WHAT NEEDS TO BE DONE:
Write the next part of the forum discussion about life cover and mortgage protection shown below, starting right after its last sentence.

GIVEN TEXT:

● ● ● ● ● ● ●

For context, we are lucky to have a very small mortgage but we both also have relatively small private pension funds (no employer contributions) and a combined salary of 65k as my wife has taken some unpaid leave for childcare reasons. Any advice would be much appreciated.
 
You need to sit down and work out how your finances would look if one of you or both of you died

Start by taking into account the income that is lost eg salary and the new sources of income eg widow's/widower's pension

Then look at your costs that disappear eg travel expenses to work and others that might be needed eg child care

Multiply by the number of years for example until the kids are adults, or until retirement

This will give you a start
 
Are you in your 'forever' home or do you think you will be trading up in the future?

If you go to trade up say in 10 years, health issues may have accumulated and mortgage protection cover may be more difficult to obtain \ expensive.
So if you are thinking about life cover that's something to keep in mind i.e. that the policy could be used for that purpose in future & also would allow you to cancel your current mortgage protection policy.

● ● ● ● ● ● ●

SUPPLIED ENTRIES:

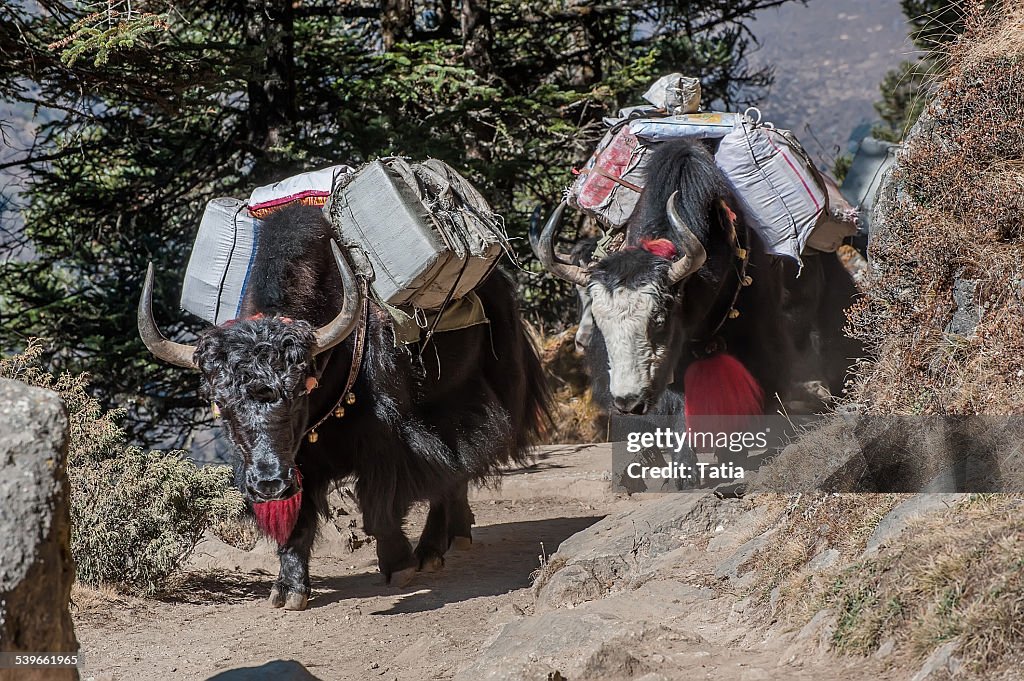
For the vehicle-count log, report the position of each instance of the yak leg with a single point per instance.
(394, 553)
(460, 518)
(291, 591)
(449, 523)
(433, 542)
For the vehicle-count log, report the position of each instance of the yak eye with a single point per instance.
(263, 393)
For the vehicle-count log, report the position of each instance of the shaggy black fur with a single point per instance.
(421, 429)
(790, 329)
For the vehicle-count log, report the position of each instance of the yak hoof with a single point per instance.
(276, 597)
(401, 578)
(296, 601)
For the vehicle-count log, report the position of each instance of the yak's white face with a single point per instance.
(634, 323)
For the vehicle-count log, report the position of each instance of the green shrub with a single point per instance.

● ● ● ● ● ● ●

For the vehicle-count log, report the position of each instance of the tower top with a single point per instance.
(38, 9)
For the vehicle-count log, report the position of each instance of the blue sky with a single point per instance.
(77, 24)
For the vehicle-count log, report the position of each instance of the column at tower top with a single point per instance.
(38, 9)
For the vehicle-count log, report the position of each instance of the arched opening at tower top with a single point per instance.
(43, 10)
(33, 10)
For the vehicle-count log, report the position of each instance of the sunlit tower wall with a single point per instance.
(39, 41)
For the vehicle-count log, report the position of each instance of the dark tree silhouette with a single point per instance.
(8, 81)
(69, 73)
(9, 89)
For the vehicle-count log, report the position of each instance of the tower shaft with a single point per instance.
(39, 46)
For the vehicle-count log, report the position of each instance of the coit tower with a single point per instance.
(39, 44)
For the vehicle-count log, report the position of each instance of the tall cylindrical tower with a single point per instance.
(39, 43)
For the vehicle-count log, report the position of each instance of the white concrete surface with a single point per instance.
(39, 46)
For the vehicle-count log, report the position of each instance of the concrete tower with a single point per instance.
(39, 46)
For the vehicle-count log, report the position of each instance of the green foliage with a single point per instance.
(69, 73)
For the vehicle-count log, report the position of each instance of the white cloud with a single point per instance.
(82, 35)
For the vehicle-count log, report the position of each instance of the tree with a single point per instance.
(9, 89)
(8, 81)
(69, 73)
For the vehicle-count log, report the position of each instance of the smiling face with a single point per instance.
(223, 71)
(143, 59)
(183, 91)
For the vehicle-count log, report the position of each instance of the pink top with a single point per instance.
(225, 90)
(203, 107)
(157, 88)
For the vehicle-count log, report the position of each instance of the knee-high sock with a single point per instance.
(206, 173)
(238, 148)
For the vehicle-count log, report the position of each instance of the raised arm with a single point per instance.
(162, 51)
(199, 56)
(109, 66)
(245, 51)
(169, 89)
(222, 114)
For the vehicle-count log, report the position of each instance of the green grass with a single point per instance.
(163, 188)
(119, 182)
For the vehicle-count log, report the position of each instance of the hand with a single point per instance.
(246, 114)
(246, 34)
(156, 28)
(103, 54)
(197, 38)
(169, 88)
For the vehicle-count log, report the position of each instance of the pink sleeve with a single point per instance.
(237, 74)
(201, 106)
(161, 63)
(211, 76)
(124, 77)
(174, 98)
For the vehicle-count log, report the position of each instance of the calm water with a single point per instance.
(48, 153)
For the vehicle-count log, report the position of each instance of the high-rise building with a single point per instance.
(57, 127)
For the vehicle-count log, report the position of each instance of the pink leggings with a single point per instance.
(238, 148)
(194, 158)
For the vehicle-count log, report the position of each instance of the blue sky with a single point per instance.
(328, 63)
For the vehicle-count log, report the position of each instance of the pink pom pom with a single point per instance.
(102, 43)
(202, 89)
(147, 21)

● ● ● ● ● ● ●

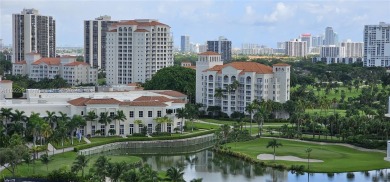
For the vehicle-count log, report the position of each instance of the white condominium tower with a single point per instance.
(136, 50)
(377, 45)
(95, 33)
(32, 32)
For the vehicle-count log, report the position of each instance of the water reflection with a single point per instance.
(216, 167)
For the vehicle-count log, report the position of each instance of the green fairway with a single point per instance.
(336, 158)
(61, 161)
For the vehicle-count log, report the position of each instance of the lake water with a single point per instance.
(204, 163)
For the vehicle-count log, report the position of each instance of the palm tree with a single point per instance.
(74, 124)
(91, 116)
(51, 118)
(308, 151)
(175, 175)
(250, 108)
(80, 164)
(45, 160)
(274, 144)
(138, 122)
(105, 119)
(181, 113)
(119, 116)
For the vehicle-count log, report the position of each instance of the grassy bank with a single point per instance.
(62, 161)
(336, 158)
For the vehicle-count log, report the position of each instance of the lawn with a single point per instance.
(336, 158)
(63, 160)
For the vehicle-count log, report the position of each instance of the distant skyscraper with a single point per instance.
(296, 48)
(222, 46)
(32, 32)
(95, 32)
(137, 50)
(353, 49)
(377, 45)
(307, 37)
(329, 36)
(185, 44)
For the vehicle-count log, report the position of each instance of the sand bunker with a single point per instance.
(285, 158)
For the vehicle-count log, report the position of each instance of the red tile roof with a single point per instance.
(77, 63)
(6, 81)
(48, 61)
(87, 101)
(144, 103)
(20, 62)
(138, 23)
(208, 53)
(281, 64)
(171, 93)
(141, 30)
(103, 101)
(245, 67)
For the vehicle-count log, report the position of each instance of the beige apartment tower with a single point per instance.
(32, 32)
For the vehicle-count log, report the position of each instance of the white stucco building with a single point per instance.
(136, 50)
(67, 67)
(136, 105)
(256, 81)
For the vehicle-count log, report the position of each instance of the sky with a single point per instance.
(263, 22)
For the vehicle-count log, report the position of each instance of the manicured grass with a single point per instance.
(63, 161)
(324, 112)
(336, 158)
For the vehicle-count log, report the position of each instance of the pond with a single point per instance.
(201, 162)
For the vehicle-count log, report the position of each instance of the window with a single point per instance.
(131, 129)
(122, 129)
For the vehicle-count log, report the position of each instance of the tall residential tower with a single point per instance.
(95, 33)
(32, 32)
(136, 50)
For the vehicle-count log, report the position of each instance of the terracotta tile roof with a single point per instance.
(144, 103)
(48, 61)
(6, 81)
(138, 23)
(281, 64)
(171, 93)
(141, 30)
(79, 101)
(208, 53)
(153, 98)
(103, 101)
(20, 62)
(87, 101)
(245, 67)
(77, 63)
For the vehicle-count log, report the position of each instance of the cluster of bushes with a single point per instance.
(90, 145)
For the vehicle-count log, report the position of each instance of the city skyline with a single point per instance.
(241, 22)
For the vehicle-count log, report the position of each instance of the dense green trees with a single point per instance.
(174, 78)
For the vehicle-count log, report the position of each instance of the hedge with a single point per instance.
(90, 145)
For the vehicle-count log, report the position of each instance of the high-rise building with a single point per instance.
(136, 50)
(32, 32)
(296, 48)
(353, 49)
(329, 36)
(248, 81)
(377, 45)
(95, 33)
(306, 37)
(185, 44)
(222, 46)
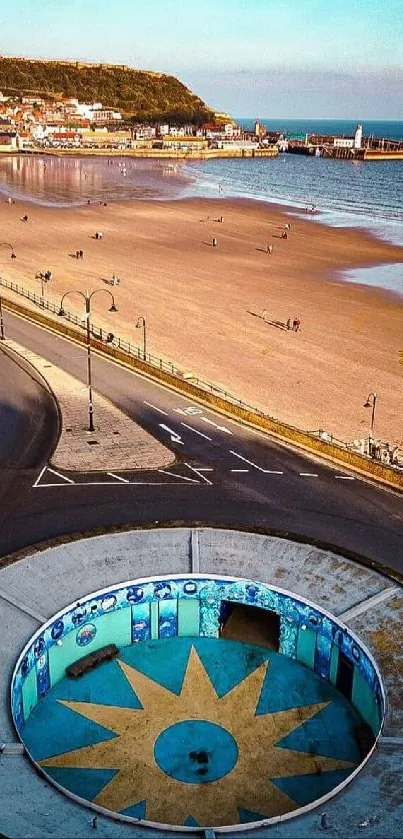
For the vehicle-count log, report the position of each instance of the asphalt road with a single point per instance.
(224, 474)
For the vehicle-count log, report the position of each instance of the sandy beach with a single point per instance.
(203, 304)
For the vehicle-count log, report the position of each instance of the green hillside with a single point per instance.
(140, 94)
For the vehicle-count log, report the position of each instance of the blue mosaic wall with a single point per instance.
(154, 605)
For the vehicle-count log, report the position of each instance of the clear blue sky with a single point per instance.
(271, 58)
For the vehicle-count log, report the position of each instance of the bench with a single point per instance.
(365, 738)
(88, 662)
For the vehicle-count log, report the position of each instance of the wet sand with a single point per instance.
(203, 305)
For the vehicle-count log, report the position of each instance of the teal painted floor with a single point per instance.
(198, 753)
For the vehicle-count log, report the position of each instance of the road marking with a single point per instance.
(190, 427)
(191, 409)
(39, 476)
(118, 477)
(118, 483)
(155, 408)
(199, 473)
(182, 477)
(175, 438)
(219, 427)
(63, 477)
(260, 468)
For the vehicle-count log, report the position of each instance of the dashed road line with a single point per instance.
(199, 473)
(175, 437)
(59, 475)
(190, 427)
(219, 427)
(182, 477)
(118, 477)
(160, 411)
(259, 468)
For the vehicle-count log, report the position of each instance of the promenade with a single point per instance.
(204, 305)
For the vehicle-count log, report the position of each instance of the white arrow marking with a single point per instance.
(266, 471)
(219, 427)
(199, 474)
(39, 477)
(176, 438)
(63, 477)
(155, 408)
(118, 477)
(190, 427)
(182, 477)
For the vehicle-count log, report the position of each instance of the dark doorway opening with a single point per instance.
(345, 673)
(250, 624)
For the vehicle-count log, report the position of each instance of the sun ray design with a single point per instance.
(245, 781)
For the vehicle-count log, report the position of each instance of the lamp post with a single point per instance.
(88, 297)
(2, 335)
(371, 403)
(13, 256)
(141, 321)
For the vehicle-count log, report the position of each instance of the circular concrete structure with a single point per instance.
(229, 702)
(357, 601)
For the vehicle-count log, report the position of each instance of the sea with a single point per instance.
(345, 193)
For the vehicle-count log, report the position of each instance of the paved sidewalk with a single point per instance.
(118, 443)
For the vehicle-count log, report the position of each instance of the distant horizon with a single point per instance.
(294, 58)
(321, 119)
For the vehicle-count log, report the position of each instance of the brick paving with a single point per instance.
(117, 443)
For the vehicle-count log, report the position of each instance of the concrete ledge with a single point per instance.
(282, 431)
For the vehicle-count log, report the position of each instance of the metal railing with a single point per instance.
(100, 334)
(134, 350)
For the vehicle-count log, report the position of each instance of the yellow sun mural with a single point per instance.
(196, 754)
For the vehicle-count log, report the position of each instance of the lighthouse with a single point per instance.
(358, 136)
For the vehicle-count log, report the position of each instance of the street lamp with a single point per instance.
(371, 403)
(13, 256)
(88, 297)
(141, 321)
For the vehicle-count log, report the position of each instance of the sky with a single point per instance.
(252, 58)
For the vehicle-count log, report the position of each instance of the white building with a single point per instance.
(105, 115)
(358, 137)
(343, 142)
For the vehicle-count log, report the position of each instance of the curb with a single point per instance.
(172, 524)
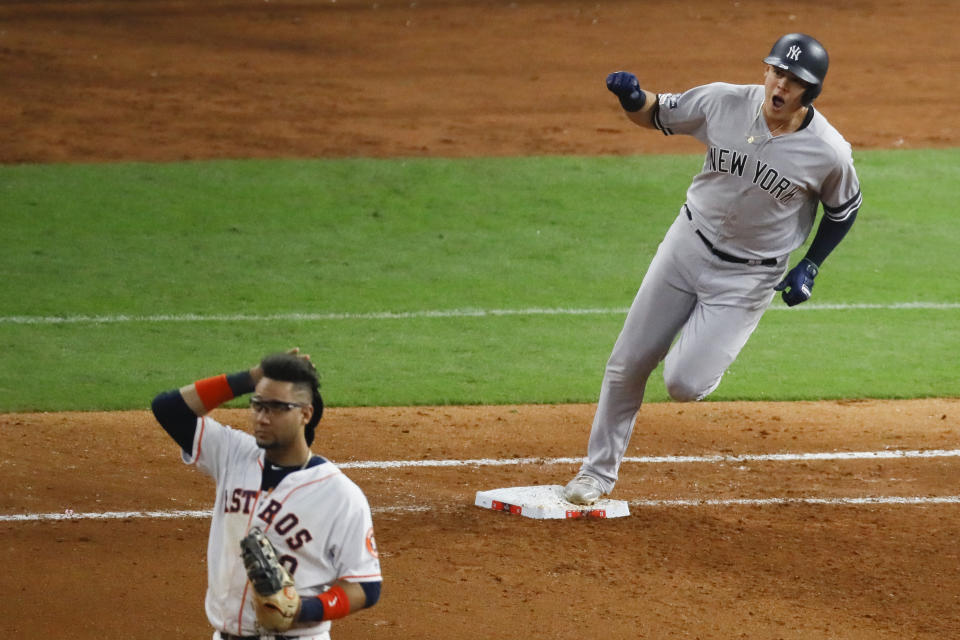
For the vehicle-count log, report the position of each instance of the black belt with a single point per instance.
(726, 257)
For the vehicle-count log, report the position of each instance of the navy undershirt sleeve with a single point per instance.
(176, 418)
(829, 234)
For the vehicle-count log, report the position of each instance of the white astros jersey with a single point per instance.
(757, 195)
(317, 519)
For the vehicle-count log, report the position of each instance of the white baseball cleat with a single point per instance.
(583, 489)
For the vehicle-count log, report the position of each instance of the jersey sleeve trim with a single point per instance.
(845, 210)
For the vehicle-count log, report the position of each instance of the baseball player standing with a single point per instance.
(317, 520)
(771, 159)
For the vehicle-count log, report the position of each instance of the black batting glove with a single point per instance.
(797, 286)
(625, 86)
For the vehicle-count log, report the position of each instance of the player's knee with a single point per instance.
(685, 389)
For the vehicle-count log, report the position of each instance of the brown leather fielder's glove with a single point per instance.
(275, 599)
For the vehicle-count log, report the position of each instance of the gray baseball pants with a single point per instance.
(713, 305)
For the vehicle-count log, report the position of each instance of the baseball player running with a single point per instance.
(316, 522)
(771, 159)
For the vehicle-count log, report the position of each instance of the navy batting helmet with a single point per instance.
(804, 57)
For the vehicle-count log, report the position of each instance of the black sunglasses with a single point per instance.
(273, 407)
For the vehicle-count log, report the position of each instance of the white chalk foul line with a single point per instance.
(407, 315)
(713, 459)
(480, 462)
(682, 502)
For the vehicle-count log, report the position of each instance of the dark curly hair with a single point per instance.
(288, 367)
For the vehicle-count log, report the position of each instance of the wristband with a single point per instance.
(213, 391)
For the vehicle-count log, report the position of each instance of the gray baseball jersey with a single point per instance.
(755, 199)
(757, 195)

● ● ● ● ● ● ●

RESULT:
 
Think about what costs you might need in the event of the death of either one of you & base it on that.
For example if your spouse is minding children fulltime and passed away there would be additional childcare costs. If its likely your spouse will go back to work there would also be an income loss.
But if the main breadwinner passed away the overall income would be hit. So fair to say that in that particular circumstance at minimum their income would need to be matched.

At that age chances are you need to look at your circumstances again in about 15 years and adjust based on your needs then. Unless you get a very good cheap deal when you are young you need to balance out the cost of insurance against the actual risk.